_Instructions to follow:_ Below are some records; return each one exactly.
Source data below:
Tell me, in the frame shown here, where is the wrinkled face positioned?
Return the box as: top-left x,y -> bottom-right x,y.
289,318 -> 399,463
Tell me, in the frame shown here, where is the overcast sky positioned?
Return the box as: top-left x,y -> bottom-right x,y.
End of Source data.
_Task solution:_
Tell me, in the frame shown here, where is the wrinkled face positioned?
Return the box as: top-left x,y -> bottom-right x,y.
289,318 -> 399,463
Tell me, in the frame shown here, where is the overcast sky positioned?
Return the box as: top-left x,y -> bottom-right x,y.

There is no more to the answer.